### Stated goal 1
In the Mae West profile, since what year has she kept her Hollywood apartment?

### Reading passage
And her new movie, Sextette, is so bad it’s good
Opening her mouth so wide that the pink of her gums shows, Mae West taps her teeth with her fingernails. “See that,” she says proudly. “All my own. Not a false one there.” Then, holding out her arms so that her wrists protrude from her jacket, she adds, “I’ve never had any face lifts either. You can tell by my hands and wrists. They can’t operate on your hands. I’ve never had anything done, and I look the way I did when I was 22.” You can’t argue with a lady, and when the lady will be 85 this summer, who would want to? Sixty years ago Mae West looked in the mirror and ordered the clock stopped. So far as she is concerned, it has never dared to start again.
To help maintain the illusion, she lives in a kind of time capsule. Her Hollywood apartment, which she has had since 1932, is still decorated in the style of the ’30s, when she was one of the screen’s highest-paid performers. A vase of fake white calla lilies stands on a white piano across from a white couch that rests against a mirror set in an off-white wall. Two 32-in.-high nude statues of her stand on the piano, a nude painting of her hangs on the wall, and there are photographs of her everywhere. Hers is an egocentricity so forthright and complete as to be pure, like that of a six-month-old baby, happy in the discovery of her body.

### Available records
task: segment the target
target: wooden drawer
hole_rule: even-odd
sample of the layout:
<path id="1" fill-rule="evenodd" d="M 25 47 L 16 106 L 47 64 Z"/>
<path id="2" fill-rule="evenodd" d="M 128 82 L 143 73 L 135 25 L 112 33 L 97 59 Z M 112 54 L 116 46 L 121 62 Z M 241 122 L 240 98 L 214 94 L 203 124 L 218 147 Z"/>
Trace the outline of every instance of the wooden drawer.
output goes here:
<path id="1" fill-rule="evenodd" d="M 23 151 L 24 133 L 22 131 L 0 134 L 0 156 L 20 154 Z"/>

### Stated goal 2
Copy the entries word for word, from their first line to the line containing "128 82 L 143", with both of those lines included.

### Worked solution 1
Since 1932.

### Worked solution 2
task: segment the target
target: wooden drawer
hole_rule: even-odd
sample of the layout:
<path id="1" fill-rule="evenodd" d="M 25 47 L 16 106 L 47 64 Z"/>
<path id="2" fill-rule="evenodd" d="M 128 82 L 143 73 L 135 25 L 112 33 L 97 59 Z M 112 54 L 116 46 L 121 62 Z M 241 122 L 240 98 L 214 94 L 203 124 L 218 147 Z"/>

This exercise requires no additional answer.